__Task objective__.
Give the entries again, exactly as they stand.

__Input records__.
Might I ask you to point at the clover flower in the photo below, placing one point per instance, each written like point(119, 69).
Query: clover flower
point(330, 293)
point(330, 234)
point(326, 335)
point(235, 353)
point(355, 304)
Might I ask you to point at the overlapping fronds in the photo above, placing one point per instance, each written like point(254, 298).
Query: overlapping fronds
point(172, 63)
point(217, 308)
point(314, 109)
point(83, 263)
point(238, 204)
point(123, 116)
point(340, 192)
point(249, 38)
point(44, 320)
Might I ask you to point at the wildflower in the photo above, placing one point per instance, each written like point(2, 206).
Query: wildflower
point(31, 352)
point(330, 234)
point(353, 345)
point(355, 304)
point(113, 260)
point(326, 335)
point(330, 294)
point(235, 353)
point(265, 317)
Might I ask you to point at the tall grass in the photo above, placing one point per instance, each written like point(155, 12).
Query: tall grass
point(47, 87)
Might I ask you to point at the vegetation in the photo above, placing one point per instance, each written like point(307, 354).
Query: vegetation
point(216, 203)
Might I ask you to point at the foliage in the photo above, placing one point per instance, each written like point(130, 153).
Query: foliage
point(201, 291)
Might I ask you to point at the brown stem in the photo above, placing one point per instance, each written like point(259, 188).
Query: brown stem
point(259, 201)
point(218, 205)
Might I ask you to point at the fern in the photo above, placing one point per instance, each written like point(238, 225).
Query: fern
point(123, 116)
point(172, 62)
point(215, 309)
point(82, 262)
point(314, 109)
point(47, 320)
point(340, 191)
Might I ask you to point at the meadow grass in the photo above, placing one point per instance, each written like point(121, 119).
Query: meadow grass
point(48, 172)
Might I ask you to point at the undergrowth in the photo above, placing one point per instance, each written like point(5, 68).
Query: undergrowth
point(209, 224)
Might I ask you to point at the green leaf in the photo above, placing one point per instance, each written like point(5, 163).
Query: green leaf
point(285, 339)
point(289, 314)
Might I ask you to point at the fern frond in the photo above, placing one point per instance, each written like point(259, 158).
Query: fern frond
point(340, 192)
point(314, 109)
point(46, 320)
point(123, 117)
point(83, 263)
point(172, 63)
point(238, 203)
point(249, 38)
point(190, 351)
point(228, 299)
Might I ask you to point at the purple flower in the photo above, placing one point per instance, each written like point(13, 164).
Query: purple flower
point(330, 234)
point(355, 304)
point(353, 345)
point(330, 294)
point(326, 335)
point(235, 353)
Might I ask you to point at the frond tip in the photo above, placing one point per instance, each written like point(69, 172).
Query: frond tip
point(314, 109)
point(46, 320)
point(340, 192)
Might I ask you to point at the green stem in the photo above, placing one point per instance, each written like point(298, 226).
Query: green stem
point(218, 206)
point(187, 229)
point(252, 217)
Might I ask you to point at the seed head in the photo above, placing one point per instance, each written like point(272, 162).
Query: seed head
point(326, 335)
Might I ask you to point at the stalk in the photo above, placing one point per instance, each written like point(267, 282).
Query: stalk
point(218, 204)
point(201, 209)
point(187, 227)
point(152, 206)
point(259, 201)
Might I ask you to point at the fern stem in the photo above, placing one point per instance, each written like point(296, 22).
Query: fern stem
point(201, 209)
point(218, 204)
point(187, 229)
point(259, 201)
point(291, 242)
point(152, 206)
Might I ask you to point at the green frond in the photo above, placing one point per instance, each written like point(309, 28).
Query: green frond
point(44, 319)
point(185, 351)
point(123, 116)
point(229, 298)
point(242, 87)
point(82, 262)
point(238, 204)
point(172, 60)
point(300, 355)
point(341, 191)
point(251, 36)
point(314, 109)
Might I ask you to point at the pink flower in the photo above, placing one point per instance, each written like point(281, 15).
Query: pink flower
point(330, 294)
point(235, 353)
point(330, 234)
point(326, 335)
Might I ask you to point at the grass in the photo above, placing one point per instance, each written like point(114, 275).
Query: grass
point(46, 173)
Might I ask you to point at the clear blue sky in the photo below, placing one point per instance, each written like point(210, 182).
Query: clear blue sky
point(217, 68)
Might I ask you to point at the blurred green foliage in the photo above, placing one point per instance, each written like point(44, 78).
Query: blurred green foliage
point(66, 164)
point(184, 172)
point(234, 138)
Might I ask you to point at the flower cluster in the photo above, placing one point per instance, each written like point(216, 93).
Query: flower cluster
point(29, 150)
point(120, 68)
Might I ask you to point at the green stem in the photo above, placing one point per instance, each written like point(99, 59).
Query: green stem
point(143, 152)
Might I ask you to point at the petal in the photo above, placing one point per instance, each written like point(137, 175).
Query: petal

__Completed task__.
Might I ask you to point at the clover flower in the photo below, placing one point per instance, each written like point(119, 69).
Query: clover flower
point(330, 293)
point(330, 234)
point(326, 335)
point(235, 353)
point(355, 304)
Might I ask you to point at the overlapping fronds in the photo above, placing one point per instance, each written like point(254, 298).
Query: overlapping fronds
point(172, 63)
point(217, 308)
point(314, 109)
point(83, 263)
point(238, 204)
point(123, 116)
point(340, 192)
point(249, 38)
point(44, 320)
Might I ask you to point at the wildflower in the photo above, placing one point per instance, each written like point(2, 206).
Query: wildflower
point(31, 352)
point(330, 234)
point(353, 345)
point(355, 304)
point(113, 260)
point(326, 335)
point(330, 294)
point(235, 353)
point(265, 317)
Might I ask you to point at the tall grass in the photo above, placing one point per instance, each written like point(155, 12).
Query: tall grass
point(47, 87)
Might I ask you to point at the vegetation in the photo above, placing one point per instance, each written like point(307, 354).
Query: vegetation
point(216, 203)
Might I ask you to point at the foliage in the photo above, placing one point per instance, each written like point(130, 153).
Query: foliage
point(201, 291)
Might I ask you to point at the brown stem in the photo above, placing one point per instance, each written like point(259, 188).
Query: brown stem
point(259, 201)
point(218, 205)
Might I ask you to point at the fern in the photo above, placing one point per instance, each written like point(238, 225).
Query: fern
point(123, 116)
point(172, 62)
point(215, 309)
point(82, 262)
point(314, 109)
point(47, 320)
point(340, 191)
Might I ask you to point at the meadow grass in the photo above, placing one point per instance, each written like point(121, 119).
Query: meadow grass
point(48, 172)
Might I ask you to point at the undergrowth in the photo above, placing one point per instance, each written like point(5, 68).
Query: undergrowth
point(209, 224)
Might I ask you to point at the green leaf in the photo above, placing one point per instance, each written like point(5, 163).
Query: green leaf
point(285, 339)
point(289, 314)
Might I ask you to point at the fern frond in the photo above, placing one point per instance, each written like point(259, 158).
Query: fern frond
point(340, 192)
point(314, 109)
point(46, 320)
point(123, 117)
point(83, 263)
point(172, 63)
point(238, 203)
point(249, 38)
point(190, 351)
point(228, 299)
Might I ask you to point at the purple flower in the photo above, placing one point per instance, each written like point(13, 164).
Query: purple flower
point(330, 234)
point(355, 304)
point(353, 345)
point(330, 294)
point(326, 335)
point(235, 353)
Might I ask you to point at the frond tip in the photo above, placing one point per instance, each written like point(69, 172).
Query: frond tip
point(314, 109)
point(46, 320)
point(340, 192)
Might I ask you to point at the green stem in the photo above, placing one point per instance, each written like point(298, 226).
Query: green stem
point(218, 206)
point(187, 229)
point(252, 217)
Might I ask you to point at the seed head in the photo above, placing one point per instance, each written like point(272, 162).
Query: seed head
point(326, 335)
Might I ask you to point at the stalk in the photo above, placing one point per instance, each written like point(267, 282).
Query: stalk
point(218, 204)
point(201, 209)
point(187, 227)
point(152, 206)
point(259, 201)
Might I ask you to point at the fern stem in the photo above, placing one point per instance, each written like point(296, 22).
Query: fern stem
point(201, 209)
point(218, 204)
point(187, 229)
point(259, 201)
point(291, 242)
point(152, 206)
Might I ask you to point at the green frond in the photo above, placing one point per instance, each written like point(309, 28).
Query: green frond
point(44, 319)
point(185, 351)
point(123, 116)
point(229, 298)
point(242, 87)
point(82, 262)
point(238, 204)
point(172, 60)
point(300, 355)
point(341, 191)
point(251, 36)
point(314, 109)
Might I ask you to point at the pink flower in the photo above, placing one point per instance, each written like point(281, 15).
Query: pink flower
point(330, 294)
point(235, 353)
point(330, 234)
point(326, 335)
Might I ask you to point at the grass in the photo above, placing one point per instance, each written like point(114, 275).
Query: grass
point(46, 173)
Might I ask you to point at the clear blue sky in the photo below, placing one point per instance, each written like point(210, 182).
Query: clear blue sky
point(217, 68)
Might I ask you to point at the blurred green foliage in the photo above, placing one point per instance, each written like point(44, 78).
Query: blurred green foliage
point(66, 164)
point(184, 172)
point(234, 138)
Might I ask you to point at the flower cluster in the photo above, placing one point per instance, each written like point(216, 93).
Query: flower cluster
point(29, 150)
point(120, 68)
Might I ask you to point at the green stem in the photo above, placing one point per instance, each written like point(99, 59).
Query: green stem
point(143, 152)
Might I ask you to point at the petal in the photo above, placing one point per instance, each written like point(137, 175).
Query: petal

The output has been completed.